▶ What is needed:
Copy the items starting at the line containing "TASK: Mark every clear" and ending at the line containing "0;336;15;347", swapping "semicolon-separated" for "semicolon-delimited" and changing nothing else.

# start of Stored data

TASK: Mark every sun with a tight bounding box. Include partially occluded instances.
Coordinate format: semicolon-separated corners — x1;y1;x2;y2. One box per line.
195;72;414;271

# end of Stored data
# start of Stored data

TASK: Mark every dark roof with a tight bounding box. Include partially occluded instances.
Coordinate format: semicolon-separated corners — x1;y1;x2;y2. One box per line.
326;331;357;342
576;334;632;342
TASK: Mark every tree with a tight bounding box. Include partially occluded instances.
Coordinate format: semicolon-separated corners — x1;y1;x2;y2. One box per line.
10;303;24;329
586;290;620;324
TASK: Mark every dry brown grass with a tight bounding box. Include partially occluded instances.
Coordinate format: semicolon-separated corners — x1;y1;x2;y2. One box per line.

# end of Stored data
# start of Stored data

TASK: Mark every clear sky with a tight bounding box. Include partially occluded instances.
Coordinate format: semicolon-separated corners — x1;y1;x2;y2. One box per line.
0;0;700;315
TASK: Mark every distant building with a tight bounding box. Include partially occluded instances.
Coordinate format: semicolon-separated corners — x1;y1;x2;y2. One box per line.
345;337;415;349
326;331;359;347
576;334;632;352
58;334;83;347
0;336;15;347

# end of Stored data

▶ Written response:
TASK: Mark every clear sky with a tight bounding box. Include partially occluded instances.
Coordinate format: semicolon-delimited corners — x1;y1;x2;y2. One box per line.
0;0;700;315
TASK: Mark every distant building with a tight bounding box. Include partially occluded instances.
Coordinate format: semicolon-delimited corners — x1;y1;x2;y2. One box per line.
345;337;415;349
326;331;359;347
576;334;632;352
58;334;83;347
0;336;15;347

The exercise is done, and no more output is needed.